■ THE RECORDS ■
________________________
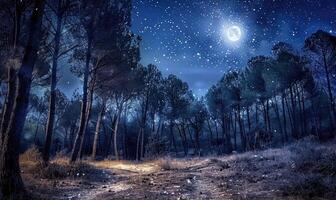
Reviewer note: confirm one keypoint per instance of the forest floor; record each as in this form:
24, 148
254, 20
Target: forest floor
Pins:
305, 170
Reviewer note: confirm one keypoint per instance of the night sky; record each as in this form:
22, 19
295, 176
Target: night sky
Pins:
189, 38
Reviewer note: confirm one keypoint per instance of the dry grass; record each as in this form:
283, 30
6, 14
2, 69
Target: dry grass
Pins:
58, 168
31, 156
131, 166
313, 170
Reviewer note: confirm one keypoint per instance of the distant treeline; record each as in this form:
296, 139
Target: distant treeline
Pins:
129, 111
________________________
■ TASK DETAILS ■
What lines in the material above include "Target"? Copy every one of them.

■ EXERCISE ANSWER ■
Target: forest floor
Target: night sky
Target: dry grass
Target: distant treeline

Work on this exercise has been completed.